• Instructions to follow:
The line containing "brown hair -> box" marks the start; repeat it and every following line exactly through the end of the entries.

• Listed records:
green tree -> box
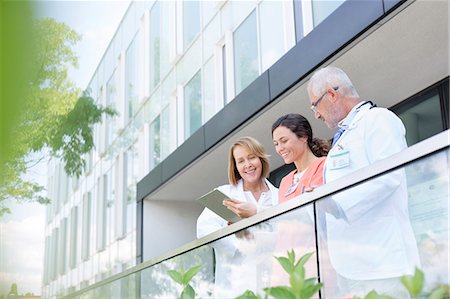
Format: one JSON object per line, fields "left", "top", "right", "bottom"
{"left": 0, "top": 7, "right": 114, "bottom": 215}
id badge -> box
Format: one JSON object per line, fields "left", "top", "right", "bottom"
{"left": 328, "top": 149, "right": 350, "bottom": 170}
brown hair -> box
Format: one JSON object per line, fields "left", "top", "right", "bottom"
{"left": 228, "top": 136, "right": 270, "bottom": 185}
{"left": 271, "top": 113, "right": 330, "bottom": 157}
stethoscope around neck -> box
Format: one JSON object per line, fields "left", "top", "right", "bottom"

• Task answer:
brown hair -> box
Format: one JSON object per line, fields "left", "top", "right", "bottom"
{"left": 228, "top": 136, "right": 270, "bottom": 185}
{"left": 271, "top": 113, "right": 330, "bottom": 157}
stethoscope around neck -> box
Format: one JSON object per line, fields "left", "top", "right", "bottom"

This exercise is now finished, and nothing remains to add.